§ Excerpt to read
**********

Wysocki's disappearance was the first big-time search-and-rescue story in the winter and spring of 2006–07. Less than two weeks later the nation woke up to the news that a whole family had disappeared in the rugged Klamath Mountain Range in southwestern Oregon. On an indirect route from Seattle to San Francisco, James and Kati Kim tried to navigate their station wagon through a maze of remote logging roads, with their two small children in the backseat, and became stuck in the snow. After nearly a week of eating candy, melted snow, and breast milk, they were still lodged in the snow bank, the gas tank was empty, and they had burned their car tires for warmth. Kim left on foot to find help. While he was gone, his family was saved, but Kim died of exposure before rescuers could locate him.

"Everybody, everybody was following the coverage," recalled Sergeant John Durand, the vice president of the Washington State Search and Rescue Coordinators' Association. "And then, right on the heels of that you had the incident on Mount Hood." He was referring to the saga of climbers Kelly James, Brian Hall, and Jerry Cooke, none of whom came off the mountain alive. The search effort for them began four days after James Kim's frozen body was found and eight days before the Kim family made the cover of People magazine.

The search part of search and rescues turns out to be kind of boring. Search is what I found at Longmire, with napping journalists and long waits. Rescue is what everyone wants to hear about. Without rescue, news directors of the world are robbed of search's flashy payoff. When people are found dead on the mountain, coverage tends to shrink.

"A lost hiker dying is not nearly as exciting as a hiker lost for five days, and people nearly giving up on him, and then him surviving," Ranger Mike Gauthier told me. "'Hiker Dies in Mountains' is kind of the bummer story."

When a rescue turns into a body recovery, news coverage risks looking crass and morbid, and the story, like the hiker, reaches a dead end. Graves was spotted hiking at about 4,200 feet of elevation sometime on the afternoon of June 16, and three days later his body was found at the bottom of a cliff. That's it. That's all we know. It's not much to hang a story on.

**********

§ Task list
[A] Answer these questions about the search-and-rescue excerpt:
(i) What did the Kim family burn for warmth?
(ii) What position does Sergeant John Durand hold?
(iii) At about what elevation was Graves spotted hiking?
[B] Carry the search-and-rescue excerpt on past its final sentence.
The material that comes next has no connection to the search-and-rescue excerpt.

[Position identification records]
**********

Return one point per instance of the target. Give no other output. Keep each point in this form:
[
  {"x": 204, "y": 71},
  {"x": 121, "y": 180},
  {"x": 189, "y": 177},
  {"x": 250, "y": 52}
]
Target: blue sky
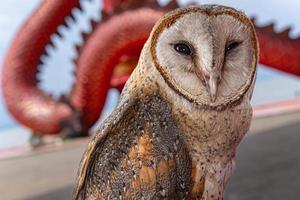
[{"x": 14, "y": 12}]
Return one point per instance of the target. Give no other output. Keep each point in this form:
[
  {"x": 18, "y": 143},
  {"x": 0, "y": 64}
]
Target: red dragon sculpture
[{"x": 106, "y": 59}]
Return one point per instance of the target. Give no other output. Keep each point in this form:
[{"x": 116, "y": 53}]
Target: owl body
[{"x": 175, "y": 131}]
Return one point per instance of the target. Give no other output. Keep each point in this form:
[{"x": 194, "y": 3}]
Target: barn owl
[{"x": 181, "y": 114}]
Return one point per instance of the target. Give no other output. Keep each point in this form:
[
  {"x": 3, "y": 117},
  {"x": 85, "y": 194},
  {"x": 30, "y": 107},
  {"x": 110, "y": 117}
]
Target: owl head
[{"x": 207, "y": 54}]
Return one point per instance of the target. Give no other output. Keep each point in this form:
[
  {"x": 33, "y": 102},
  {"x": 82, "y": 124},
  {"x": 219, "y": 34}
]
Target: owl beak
[{"x": 213, "y": 86}]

**********

§ Answers for the exercise
[A]
(i) Their car tires.
(ii) Vice president of the Washington State Search and Rescue Coordinators' Association.
(iii) About 4,200 feet.

[B]
According to Bacher, as soon as word came in that Graves was definitely dead, most news outfits took a short statement and then packed up. "It usually just goes 'Search Ended Tragically,'" said Bacher, "and that's that."


But sometimes the hiker is rescued. Sometimes the hiker survives.

When Cindy Wysocki awoke in the Cascade Mountains, she told me, she didn't know where she was. I couldn't understand what prevented her from following her footprints back to safety—she'd been snowshoeing, after all. I suspected that the cold and the strain had been messing with her mind, so one day in March I drove out to Denny Creek to see the trail for myself.

At the Denny Creek trailhead stands a kind of wooden message board hung with warning signs about littering and bears. There is also a laminated hand-drawn map with an arrow and the message: "You are here." Four and a half miles up a squiggly red line is Melakwa Lake. The fateful junction between Denny Creek Trail 1014 and Melakwa Lake Trail 1011 is marked for some reason with a bold red dot. This is the precise point where Cindy first went wrong.

I peered at the map and then at the blue sky, dotted with heavy clouds. I had already hiked a mile along a snow-covered road just to reach the trailhead. That took an hour. It was already midafternoon. The roundtrip to and from Melakwa Lake is nine miles of steep trails, plus the mile back to the car. I was alone. With a glance at the posted warnings—"Beware of Bears," "Recreation Pass Required" (what's a recreation pass?)—I set off into the woods.

The snow piled up in drifts along the forest floor. Black tree trunks poked out stiffly everywhere. The canopy overhead made a stationary darkness. I walked about a hundred yards up the trail and then paused to look back. It didn't look substantially different behind me than it did in front of me. There seemed to be about a hundred trails sprouting off in all directions, wherever I happened to stand.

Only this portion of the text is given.